Aus dem Buch “ABENTEUER Alpinklettern TIROL” von Otti Wiedmann, © Tyrolia Verlag
Klettertour
Kleine Zinne (2856 m)
Südwestwand, “Egger/Sauschek”, VI-/A0, frei VI+
Die Drei Zinnen würde ich ohne zu zögern als den “Königspalast der Dolomiten” bezeichnen, auch wenn auf der Südseite, zwischen Auronzohütte und Paternsattel, seit Jahrzehnten Motorenlärm und Halbschuhtouristen die Szene bestimmen. Von Süden erblickt man zunächst die etwas sanft abgestufte Felstreppe der Großen und Westlichen Zinne, aber bereits weiter östlich erhebt sich die dreigipfelige Bastion der Kleinen Zinne mit der mächtig, steil und glatt in den Himmel ragenden “Gelben Kante“. Weiter östlich erfolgt dann die visuelle Krönung: Welchem Kletterer oder Wanderer hat der erste Blick vom Paternsattel in die überhängenden, spiegelglatten Nordwände nicht die Sprache verschlagen? Welchem Nordwandaspiranten ist bei diesem Anblick nicht der Puls für einen Augenblick stillgestanden? Dieser Palast bildete die Kulisse für die Front des Ersten Weltkriegs. Die besten lokalen österreichischen und italienischen Bergsteiger der damaligen Zeit, die vor dem Krieg teilweise gemeinsam als Freunde unterwegs waren, mussten nun sinnlos gegeneinander für ihr “Vaterland” kämpfen und vielfach ihr Leben lassen. Unzählige Stollen, Tunnels, in den Fels gehauene Transportsteige und Schießscharten sind noch heute schaurige Zeugen dieser jahrelangen Kämpfe. Die Erschließungsgeschichte der Drei Zinnen stand lange Zeit im Brennpunkt des öffentlichen Interesses; sie verlief turbulent, medienträchtig und führte zu großen Kontroversen.

• DATENBLOCK
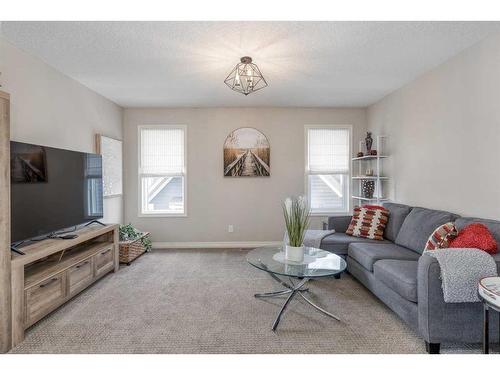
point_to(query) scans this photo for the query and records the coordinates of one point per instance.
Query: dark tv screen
(52, 189)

• AUFGABENSTELLUNG
Zähle alles auf, was der Text über die Drei Zinnen als heute noch vorhandene Zeugen der Kämpfe im Ersten Weltkrieg nennt. Die Daten stammen aus einer anderen Quelle.

• LÖSUNG
Stollen, Tunnels, in den Fels gehauene Transportsteige und Schießscharten.